(Rows from an object pointing dataset)
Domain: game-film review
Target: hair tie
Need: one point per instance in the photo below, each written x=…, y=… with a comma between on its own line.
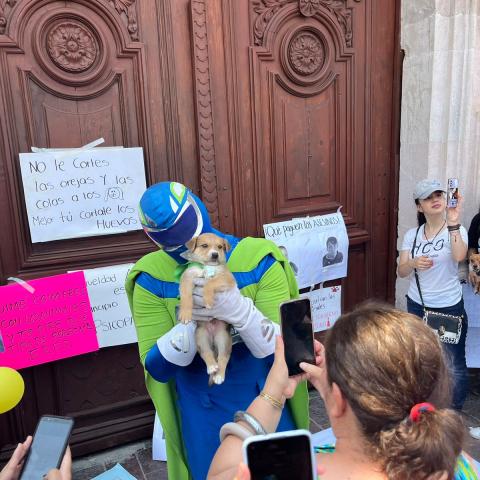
x=418, y=409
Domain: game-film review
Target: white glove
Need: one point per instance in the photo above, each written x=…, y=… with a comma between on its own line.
x=232, y=307
x=178, y=344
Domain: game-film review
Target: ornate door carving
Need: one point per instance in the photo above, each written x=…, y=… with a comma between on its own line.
x=269, y=109
x=71, y=72
x=309, y=105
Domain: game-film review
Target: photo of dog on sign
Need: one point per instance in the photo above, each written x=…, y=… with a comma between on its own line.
x=207, y=259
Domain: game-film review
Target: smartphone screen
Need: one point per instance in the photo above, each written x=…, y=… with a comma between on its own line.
x=48, y=447
x=297, y=332
x=282, y=458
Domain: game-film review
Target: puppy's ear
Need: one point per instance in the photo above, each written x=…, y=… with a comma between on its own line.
x=192, y=244
x=226, y=245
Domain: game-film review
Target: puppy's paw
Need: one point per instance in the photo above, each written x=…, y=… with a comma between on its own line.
x=185, y=315
x=208, y=299
x=212, y=369
x=218, y=379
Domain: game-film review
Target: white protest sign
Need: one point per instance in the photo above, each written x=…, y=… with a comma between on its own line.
x=110, y=310
x=326, y=306
x=82, y=193
x=316, y=247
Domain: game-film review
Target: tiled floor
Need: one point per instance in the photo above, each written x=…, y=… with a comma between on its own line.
x=137, y=460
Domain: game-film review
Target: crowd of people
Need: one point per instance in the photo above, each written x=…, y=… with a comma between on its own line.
x=392, y=389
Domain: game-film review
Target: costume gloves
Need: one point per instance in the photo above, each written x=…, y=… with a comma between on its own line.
x=257, y=331
x=178, y=344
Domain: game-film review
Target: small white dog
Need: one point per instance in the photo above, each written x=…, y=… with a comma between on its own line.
x=208, y=260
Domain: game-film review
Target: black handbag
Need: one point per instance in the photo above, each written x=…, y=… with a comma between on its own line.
x=447, y=327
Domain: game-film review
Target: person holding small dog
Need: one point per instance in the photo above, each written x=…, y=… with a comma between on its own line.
x=474, y=276
x=474, y=249
x=433, y=250
x=191, y=411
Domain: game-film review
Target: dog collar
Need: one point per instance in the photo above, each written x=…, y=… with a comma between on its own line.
x=210, y=270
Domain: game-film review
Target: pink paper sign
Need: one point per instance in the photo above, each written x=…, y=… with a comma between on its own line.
x=53, y=322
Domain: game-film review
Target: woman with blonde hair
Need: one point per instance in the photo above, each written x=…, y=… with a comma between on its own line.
x=385, y=386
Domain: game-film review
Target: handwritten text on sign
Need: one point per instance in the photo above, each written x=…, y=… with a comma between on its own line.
x=110, y=310
x=52, y=323
x=316, y=247
x=79, y=194
x=326, y=306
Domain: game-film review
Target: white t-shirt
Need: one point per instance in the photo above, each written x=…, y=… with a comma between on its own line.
x=440, y=285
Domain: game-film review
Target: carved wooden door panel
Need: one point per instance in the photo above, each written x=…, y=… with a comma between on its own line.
x=71, y=72
x=310, y=97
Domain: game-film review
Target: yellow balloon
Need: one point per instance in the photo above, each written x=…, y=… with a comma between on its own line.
x=12, y=387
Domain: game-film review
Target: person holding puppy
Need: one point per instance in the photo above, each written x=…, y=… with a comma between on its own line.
x=433, y=250
x=473, y=277
x=474, y=248
x=190, y=411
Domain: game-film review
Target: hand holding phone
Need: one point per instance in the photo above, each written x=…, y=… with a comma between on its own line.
x=452, y=193
x=280, y=456
x=48, y=448
x=297, y=333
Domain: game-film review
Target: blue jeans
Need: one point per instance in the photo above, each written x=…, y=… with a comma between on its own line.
x=455, y=354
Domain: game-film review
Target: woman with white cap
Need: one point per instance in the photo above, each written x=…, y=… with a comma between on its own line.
x=431, y=253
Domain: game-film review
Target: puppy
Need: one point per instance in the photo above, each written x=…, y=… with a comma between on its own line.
x=214, y=342
x=474, y=266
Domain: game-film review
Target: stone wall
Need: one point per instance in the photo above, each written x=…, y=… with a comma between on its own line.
x=440, y=125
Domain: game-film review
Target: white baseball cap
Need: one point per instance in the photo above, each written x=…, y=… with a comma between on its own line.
x=424, y=188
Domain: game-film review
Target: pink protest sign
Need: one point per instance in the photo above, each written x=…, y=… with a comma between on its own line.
x=50, y=323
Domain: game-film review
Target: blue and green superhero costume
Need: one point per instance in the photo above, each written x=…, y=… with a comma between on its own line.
x=192, y=413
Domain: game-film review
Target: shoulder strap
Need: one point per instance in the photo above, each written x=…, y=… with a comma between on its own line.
x=415, y=270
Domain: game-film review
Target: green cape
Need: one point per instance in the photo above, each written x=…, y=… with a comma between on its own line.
x=245, y=257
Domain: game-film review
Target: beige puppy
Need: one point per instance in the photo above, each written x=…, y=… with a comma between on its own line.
x=207, y=259
x=475, y=268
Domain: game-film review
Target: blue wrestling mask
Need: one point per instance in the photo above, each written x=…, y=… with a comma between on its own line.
x=171, y=215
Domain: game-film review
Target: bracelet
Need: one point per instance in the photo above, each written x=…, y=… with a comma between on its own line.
x=251, y=421
x=272, y=400
x=235, y=429
x=451, y=228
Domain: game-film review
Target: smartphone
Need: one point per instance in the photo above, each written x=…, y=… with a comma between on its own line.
x=297, y=333
x=452, y=193
x=280, y=456
x=50, y=441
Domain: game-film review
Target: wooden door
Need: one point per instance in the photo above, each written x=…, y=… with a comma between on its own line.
x=306, y=118
x=71, y=72
x=269, y=109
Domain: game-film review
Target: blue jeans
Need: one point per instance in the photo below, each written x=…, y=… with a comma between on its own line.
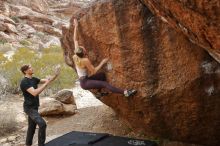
x=34, y=119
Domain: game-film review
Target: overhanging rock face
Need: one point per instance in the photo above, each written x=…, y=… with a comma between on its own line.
x=178, y=82
x=199, y=20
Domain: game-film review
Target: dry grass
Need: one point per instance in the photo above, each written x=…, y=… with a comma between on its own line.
x=8, y=122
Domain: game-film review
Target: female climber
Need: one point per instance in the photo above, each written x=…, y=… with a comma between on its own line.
x=88, y=76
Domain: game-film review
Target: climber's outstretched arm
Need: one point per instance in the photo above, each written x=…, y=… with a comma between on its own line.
x=75, y=34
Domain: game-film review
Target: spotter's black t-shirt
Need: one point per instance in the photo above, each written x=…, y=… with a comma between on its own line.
x=30, y=101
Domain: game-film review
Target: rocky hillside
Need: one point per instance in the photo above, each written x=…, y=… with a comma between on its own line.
x=36, y=24
x=160, y=49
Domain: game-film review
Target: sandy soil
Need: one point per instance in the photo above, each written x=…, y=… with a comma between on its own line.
x=91, y=116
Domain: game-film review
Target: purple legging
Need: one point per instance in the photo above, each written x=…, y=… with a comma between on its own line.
x=98, y=81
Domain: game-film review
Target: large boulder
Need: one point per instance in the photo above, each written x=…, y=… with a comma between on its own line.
x=178, y=82
x=198, y=20
x=65, y=96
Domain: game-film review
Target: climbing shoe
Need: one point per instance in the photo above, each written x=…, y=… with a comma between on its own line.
x=129, y=93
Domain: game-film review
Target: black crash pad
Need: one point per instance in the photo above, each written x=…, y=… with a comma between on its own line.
x=76, y=138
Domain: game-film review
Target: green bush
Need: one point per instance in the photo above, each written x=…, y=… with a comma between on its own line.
x=2, y=58
x=43, y=64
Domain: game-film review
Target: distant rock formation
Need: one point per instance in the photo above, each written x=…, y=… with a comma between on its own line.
x=178, y=82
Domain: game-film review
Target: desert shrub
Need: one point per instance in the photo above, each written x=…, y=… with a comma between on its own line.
x=7, y=121
x=43, y=64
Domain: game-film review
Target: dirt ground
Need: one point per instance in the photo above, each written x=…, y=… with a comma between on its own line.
x=95, y=118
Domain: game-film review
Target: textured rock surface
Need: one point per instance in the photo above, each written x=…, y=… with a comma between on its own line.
x=178, y=82
x=198, y=20
x=65, y=96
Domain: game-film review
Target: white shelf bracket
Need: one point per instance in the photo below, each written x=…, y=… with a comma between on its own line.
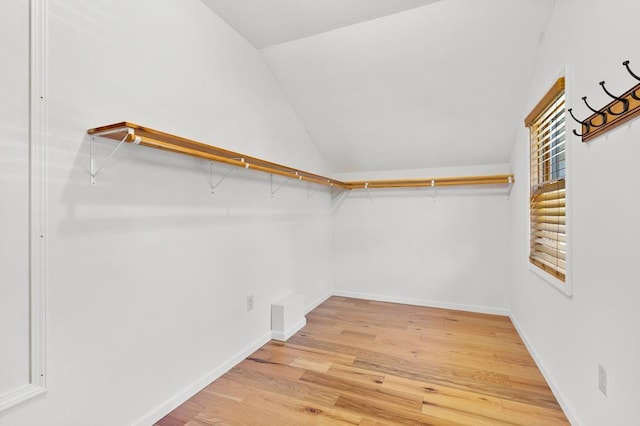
x=94, y=169
x=309, y=191
x=366, y=188
x=274, y=191
x=215, y=185
x=336, y=193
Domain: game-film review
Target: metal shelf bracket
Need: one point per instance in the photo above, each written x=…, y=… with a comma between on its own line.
x=94, y=169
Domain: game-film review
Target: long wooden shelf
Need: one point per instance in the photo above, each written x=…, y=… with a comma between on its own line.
x=134, y=133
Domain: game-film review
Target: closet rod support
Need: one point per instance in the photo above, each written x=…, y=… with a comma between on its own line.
x=94, y=170
x=273, y=192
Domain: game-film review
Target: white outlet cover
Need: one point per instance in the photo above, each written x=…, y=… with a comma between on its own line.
x=602, y=379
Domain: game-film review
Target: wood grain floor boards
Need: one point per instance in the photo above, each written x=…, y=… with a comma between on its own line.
x=367, y=363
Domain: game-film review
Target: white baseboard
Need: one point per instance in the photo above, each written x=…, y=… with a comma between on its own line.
x=424, y=302
x=545, y=373
x=317, y=302
x=284, y=336
x=179, y=399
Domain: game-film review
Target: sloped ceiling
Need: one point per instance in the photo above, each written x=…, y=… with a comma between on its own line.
x=439, y=85
x=268, y=22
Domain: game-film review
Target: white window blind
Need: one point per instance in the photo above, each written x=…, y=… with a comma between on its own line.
x=547, y=190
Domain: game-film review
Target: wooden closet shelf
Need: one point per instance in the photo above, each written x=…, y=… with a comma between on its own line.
x=140, y=135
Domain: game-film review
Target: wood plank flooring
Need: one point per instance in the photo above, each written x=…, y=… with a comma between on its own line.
x=360, y=362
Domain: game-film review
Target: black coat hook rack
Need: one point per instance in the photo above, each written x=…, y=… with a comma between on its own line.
x=620, y=110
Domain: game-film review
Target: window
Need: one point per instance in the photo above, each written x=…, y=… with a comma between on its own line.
x=546, y=125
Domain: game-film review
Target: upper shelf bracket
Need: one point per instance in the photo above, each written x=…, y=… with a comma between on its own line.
x=94, y=170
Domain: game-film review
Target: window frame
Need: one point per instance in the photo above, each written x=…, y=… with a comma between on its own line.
x=560, y=85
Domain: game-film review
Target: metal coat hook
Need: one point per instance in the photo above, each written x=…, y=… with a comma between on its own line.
x=586, y=124
x=626, y=64
x=625, y=102
x=634, y=94
x=273, y=192
x=600, y=113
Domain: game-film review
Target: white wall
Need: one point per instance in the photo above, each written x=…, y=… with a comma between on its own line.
x=450, y=250
x=148, y=271
x=570, y=336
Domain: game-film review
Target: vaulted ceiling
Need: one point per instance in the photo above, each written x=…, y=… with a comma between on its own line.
x=400, y=84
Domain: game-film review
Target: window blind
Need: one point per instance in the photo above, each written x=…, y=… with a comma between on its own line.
x=547, y=190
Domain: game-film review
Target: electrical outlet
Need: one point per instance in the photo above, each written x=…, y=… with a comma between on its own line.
x=250, y=303
x=602, y=379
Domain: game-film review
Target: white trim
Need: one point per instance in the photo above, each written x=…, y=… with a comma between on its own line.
x=20, y=395
x=38, y=145
x=556, y=283
x=317, y=303
x=283, y=336
x=545, y=373
x=179, y=399
x=424, y=302
x=37, y=209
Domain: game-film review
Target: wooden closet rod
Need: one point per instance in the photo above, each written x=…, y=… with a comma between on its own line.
x=140, y=135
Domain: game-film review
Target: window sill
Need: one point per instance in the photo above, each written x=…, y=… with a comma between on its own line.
x=563, y=287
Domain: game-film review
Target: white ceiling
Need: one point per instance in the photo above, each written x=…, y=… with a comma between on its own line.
x=268, y=22
x=439, y=85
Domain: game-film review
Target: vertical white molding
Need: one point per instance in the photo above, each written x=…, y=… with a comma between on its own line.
x=37, y=208
x=37, y=141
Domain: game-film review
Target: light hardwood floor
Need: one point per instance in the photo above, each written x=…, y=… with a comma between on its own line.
x=362, y=362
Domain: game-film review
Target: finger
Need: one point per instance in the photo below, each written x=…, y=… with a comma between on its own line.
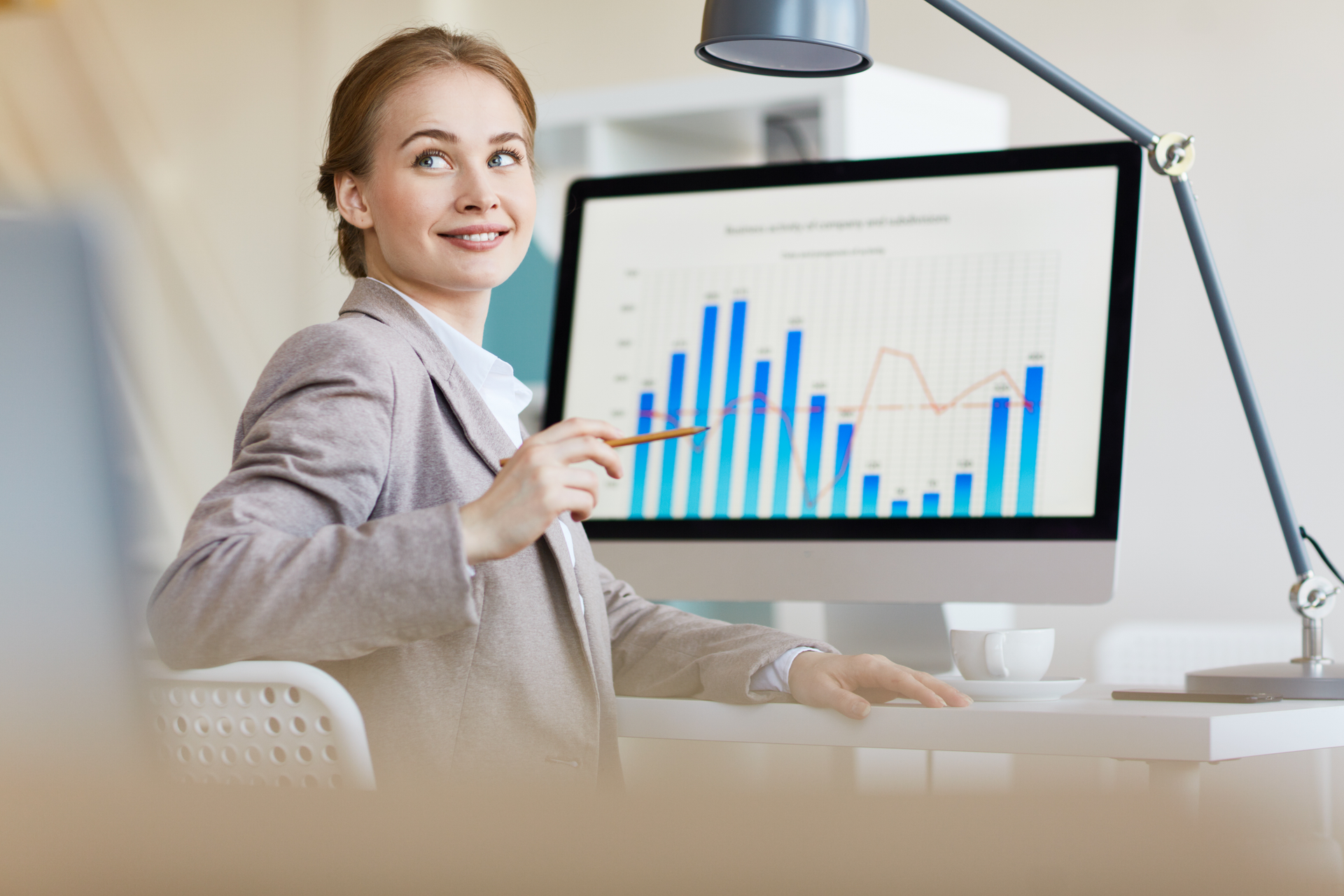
x=944, y=690
x=587, y=449
x=883, y=673
x=844, y=701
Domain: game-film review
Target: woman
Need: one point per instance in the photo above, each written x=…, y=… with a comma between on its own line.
x=368, y=526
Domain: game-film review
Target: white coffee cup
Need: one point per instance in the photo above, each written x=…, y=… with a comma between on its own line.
x=1004, y=654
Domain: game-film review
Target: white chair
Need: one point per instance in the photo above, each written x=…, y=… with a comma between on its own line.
x=1160, y=653
x=281, y=724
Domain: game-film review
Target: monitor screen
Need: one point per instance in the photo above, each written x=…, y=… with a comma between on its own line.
x=909, y=348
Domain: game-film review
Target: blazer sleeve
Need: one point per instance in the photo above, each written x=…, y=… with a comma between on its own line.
x=281, y=559
x=663, y=652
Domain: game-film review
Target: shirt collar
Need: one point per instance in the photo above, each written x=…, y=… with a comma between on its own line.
x=476, y=363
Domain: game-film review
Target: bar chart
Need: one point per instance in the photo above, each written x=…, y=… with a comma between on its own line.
x=857, y=388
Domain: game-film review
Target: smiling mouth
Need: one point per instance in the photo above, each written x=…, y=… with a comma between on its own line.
x=476, y=238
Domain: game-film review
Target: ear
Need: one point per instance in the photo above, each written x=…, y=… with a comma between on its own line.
x=353, y=202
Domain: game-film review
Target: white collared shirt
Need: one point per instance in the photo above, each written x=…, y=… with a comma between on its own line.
x=507, y=397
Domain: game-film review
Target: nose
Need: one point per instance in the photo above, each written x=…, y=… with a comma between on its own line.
x=475, y=192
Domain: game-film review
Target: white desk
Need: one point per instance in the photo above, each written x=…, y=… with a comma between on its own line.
x=1084, y=724
x=1174, y=738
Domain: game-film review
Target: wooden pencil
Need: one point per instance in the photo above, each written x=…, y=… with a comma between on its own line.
x=648, y=437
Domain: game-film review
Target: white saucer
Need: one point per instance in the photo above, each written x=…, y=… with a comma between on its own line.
x=1015, y=691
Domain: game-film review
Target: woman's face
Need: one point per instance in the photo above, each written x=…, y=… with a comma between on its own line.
x=449, y=203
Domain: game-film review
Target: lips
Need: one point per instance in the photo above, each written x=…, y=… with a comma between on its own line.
x=477, y=237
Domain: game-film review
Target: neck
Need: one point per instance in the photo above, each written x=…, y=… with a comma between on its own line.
x=463, y=311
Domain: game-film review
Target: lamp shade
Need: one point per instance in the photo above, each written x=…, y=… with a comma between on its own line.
x=790, y=38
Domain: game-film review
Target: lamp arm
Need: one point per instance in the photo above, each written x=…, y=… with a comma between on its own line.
x=1241, y=374
x=1050, y=73
x=1172, y=155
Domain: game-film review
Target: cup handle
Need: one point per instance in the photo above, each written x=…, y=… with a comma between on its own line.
x=995, y=654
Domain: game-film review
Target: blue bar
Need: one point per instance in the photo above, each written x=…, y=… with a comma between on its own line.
x=870, y=498
x=997, y=450
x=732, y=388
x=788, y=430
x=702, y=409
x=641, y=456
x=750, y=503
x=672, y=422
x=961, y=496
x=840, y=493
x=816, y=419
x=1030, y=437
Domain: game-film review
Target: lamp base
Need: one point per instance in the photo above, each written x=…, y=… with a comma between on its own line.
x=1288, y=680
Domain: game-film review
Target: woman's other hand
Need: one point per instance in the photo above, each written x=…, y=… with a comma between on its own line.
x=537, y=486
x=851, y=685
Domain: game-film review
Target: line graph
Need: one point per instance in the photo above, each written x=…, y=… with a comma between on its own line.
x=788, y=438
x=874, y=387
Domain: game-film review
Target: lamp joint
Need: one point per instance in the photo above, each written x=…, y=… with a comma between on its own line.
x=1172, y=155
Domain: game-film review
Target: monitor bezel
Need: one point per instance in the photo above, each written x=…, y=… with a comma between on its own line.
x=1104, y=524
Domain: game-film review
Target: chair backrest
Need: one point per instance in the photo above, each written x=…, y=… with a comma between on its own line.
x=1160, y=653
x=267, y=723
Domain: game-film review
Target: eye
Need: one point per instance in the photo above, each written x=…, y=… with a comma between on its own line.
x=503, y=158
x=433, y=160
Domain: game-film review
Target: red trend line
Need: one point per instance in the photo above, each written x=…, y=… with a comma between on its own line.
x=799, y=463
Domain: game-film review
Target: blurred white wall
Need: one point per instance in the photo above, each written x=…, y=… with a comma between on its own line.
x=198, y=128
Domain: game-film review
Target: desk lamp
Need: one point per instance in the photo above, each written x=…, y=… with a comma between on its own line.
x=827, y=38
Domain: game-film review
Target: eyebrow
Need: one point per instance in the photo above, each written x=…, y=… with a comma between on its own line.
x=435, y=133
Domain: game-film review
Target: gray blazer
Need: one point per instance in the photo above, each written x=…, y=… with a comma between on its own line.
x=335, y=540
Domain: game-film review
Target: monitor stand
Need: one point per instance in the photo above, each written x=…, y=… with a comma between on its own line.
x=913, y=634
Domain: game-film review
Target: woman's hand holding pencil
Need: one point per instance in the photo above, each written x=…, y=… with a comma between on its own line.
x=539, y=484
x=648, y=437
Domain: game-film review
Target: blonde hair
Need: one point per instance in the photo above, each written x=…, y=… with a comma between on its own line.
x=358, y=105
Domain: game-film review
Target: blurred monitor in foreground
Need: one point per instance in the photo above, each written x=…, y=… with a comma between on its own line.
x=913, y=370
x=65, y=643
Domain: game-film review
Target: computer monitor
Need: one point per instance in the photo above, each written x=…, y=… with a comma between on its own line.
x=913, y=371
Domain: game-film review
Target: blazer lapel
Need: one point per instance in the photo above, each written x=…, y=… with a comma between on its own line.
x=479, y=425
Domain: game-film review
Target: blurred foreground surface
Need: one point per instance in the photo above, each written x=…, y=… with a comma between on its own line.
x=84, y=839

## Required work
Please copy the lines above word for word, starting at the first one and stopping after the line that contains "x=309, y=105". Leave the pictures out of your answer.

## Right answer
Domain: game-film review
Target: hair tie
Need: one point per instance in the photo below, each written x=…, y=… with a comma between on its own line.
x=418, y=409
Domain: game-film review
Target: white glove
Need: one point per instance in the photo above, each written x=…, y=… with a comma between on its own line.
x=232, y=307
x=178, y=344
Domain: game-film review
Target: ornate door carving
Need: one point per instance in the photo above, each written x=…, y=… with a comma between on its own line.
x=269, y=109
x=71, y=72
x=309, y=105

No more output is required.